- Given instruction: Copy the rows starting at the one containing "Given the following sports broadcast screenshot, find each tree" and ending after the one containing "[297,400,302,433]", with "motion analytics" switched to "movement analysis" and nothing else altered. Omit the pictures.

- Available data:

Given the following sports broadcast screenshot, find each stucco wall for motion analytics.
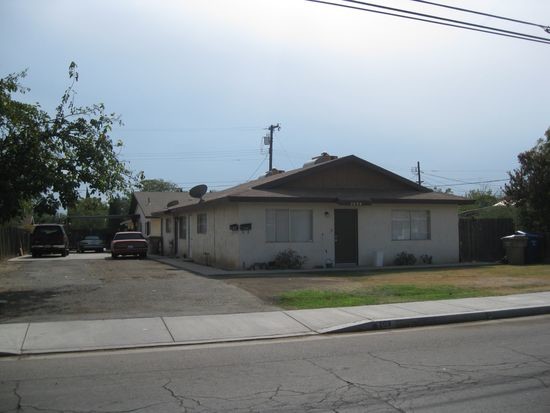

==

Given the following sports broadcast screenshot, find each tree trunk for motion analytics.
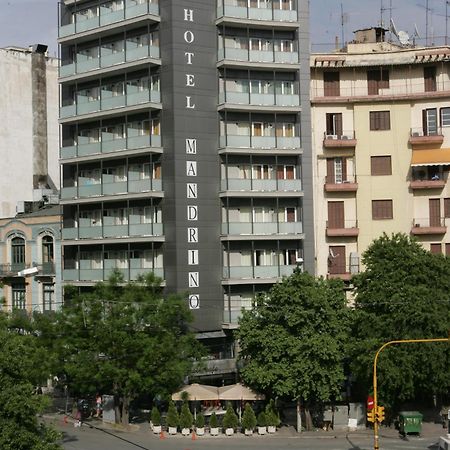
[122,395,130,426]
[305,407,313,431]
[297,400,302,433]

==

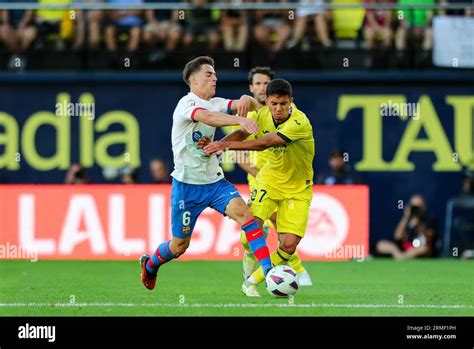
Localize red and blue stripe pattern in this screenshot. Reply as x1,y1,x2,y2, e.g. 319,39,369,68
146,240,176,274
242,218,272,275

- Solution to the problem:
Given the following sports broadcast screenshot, find each tree trunk for movement analysis.
[122,395,130,426]
[305,407,313,431]
[297,400,302,433]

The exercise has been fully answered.